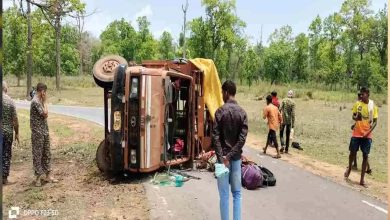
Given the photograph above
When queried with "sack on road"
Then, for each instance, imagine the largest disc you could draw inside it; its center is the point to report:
(251, 176)
(268, 177)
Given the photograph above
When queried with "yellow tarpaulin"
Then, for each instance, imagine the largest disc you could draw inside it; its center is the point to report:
(211, 84)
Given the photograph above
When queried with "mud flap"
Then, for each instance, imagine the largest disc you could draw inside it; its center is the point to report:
(117, 116)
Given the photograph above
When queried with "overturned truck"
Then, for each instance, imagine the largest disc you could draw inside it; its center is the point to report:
(161, 112)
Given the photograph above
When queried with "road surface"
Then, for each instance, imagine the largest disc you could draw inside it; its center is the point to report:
(298, 194)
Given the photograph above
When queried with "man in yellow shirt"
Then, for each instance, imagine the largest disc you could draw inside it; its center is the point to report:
(365, 113)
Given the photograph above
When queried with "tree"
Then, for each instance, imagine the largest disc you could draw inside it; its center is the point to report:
(315, 39)
(14, 46)
(54, 11)
(120, 38)
(29, 64)
(166, 48)
(147, 46)
(278, 57)
(223, 26)
(251, 65)
(379, 35)
(355, 17)
(301, 53)
(199, 41)
(184, 28)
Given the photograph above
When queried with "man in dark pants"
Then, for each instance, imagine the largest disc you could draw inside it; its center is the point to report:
(366, 116)
(272, 114)
(229, 136)
(287, 110)
(10, 124)
(275, 99)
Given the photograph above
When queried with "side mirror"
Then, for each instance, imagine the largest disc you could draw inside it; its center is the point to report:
(168, 90)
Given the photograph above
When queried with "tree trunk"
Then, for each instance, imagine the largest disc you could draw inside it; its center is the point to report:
(58, 51)
(29, 50)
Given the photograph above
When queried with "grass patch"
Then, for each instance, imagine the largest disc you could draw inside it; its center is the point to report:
(80, 90)
(323, 130)
(262, 89)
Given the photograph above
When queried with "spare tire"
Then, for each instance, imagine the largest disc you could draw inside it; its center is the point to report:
(105, 68)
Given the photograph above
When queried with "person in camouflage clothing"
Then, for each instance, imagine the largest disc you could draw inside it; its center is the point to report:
(10, 124)
(287, 109)
(40, 139)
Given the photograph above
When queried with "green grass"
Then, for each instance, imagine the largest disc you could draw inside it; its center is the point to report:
(323, 130)
(69, 144)
(307, 91)
(322, 125)
(74, 90)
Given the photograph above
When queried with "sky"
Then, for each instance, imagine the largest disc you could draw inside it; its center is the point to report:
(167, 15)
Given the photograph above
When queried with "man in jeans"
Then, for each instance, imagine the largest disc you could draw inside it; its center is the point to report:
(287, 109)
(229, 135)
(365, 115)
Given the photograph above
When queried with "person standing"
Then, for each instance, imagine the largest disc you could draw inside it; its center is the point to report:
(229, 136)
(40, 139)
(10, 124)
(272, 114)
(365, 113)
(275, 99)
(287, 109)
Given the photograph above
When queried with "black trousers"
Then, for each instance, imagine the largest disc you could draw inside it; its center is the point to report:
(7, 154)
(271, 138)
(288, 130)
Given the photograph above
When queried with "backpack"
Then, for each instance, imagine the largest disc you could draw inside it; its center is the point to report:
(268, 177)
(252, 178)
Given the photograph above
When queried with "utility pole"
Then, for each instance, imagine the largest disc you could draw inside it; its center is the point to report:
(184, 28)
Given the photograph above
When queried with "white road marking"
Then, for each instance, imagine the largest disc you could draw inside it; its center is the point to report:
(377, 207)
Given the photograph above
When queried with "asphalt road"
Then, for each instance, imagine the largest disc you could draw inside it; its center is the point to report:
(298, 194)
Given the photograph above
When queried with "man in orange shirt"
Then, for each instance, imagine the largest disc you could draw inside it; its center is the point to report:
(271, 112)
(365, 113)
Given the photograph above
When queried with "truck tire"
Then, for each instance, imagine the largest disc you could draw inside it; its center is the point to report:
(103, 157)
(105, 68)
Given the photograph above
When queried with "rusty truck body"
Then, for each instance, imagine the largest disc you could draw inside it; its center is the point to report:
(158, 116)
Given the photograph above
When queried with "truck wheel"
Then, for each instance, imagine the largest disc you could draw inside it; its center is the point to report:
(103, 157)
(105, 68)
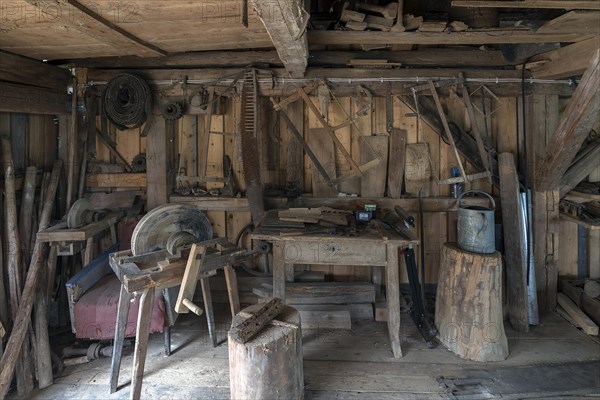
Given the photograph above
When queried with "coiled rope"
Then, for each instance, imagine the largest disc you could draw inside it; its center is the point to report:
(127, 102)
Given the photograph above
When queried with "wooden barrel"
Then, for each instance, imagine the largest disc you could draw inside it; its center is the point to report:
(269, 366)
(468, 304)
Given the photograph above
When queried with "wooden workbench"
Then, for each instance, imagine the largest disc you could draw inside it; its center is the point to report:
(368, 249)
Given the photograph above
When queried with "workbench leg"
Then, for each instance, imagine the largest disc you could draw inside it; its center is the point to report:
(232, 291)
(210, 318)
(279, 271)
(167, 340)
(89, 252)
(393, 299)
(141, 342)
(289, 272)
(113, 234)
(121, 325)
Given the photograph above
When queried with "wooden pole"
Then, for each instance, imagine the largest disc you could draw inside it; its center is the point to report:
(26, 215)
(71, 146)
(15, 281)
(21, 322)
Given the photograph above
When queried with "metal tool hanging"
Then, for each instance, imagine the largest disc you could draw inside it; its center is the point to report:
(450, 139)
(250, 147)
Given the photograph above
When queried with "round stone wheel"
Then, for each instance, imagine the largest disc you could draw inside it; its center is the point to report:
(155, 229)
(268, 366)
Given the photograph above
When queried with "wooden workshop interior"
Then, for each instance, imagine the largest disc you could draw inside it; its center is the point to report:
(286, 199)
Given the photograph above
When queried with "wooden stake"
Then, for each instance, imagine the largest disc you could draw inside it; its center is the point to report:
(21, 322)
(71, 142)
(26, 215)
(15, 281)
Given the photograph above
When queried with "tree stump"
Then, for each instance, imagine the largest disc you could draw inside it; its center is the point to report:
(468, 306)
(269, 366)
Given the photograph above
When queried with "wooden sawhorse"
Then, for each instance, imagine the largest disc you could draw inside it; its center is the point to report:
(160, 270)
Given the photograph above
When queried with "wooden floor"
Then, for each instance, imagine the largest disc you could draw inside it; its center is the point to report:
(554, 360)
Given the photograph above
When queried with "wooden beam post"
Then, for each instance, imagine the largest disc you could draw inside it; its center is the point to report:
(576, 122)
(156, 165)
(287, 28)
(565, 62)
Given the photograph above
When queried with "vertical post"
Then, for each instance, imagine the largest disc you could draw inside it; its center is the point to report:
(393, 298)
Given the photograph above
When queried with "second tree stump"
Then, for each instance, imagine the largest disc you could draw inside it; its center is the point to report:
(468, 306)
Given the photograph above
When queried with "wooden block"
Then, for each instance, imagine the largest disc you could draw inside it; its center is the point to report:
(591, 288)
(582, 320)
(379, 21)
(411, 22)
(115, 200)
(372, 183)
(251, 326)
(458, 26)
(311, 276)
(325, 319)
(358, 311)
(116, 180)
(381, 311)
(417, 173)
(432, 26)
(352, 16)
(356, 26)
(397, 156)
(322, 145)
(324, 293)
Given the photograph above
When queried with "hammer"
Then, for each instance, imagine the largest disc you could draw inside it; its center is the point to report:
(388, 11)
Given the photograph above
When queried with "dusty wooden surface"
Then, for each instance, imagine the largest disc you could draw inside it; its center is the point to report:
(270, 365)
(468, 313)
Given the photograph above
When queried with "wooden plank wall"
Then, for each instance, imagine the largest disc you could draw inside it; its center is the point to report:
(34, 143)
(280, 159)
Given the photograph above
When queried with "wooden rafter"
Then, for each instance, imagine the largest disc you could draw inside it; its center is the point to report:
(285, 24)
(559, 4)
(105, 30)
(454, 57)
(442, 38)
(565, 62)
(575, 123)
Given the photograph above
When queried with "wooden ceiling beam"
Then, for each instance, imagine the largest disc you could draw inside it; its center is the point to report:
(449, 57)
(558, 4)
(575, 123)
(104, 30)
(565, 62)
(286, 27)
(346, 82)
(27, 71)
(442, 38)
(200, 59)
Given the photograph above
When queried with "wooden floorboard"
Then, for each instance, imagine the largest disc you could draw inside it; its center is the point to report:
(354, 364)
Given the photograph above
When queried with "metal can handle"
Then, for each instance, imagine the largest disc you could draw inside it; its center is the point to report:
(480, 192)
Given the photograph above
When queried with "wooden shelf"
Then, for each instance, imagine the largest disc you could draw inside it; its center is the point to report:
(592, 227)
(430, 204)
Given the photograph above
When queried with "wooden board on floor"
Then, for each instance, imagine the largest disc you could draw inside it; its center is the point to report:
(582, 320)
(322, 145)
(516, 279)
(417, 173)
(372, 183)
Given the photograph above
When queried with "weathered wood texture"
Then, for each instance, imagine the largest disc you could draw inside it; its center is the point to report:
(514, 245)
(247, 329)
(270, 365)
(470, 284)
(285, 24)
(576, 121)
(21, 323)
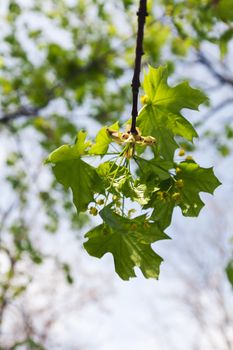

========================

## REQUIREMENT
Whichever lines of the data include the word "tire", pull them out.

## ANSWER TO THIS PROBLEM
When queried with "spare tire"
When queried with "truck tire"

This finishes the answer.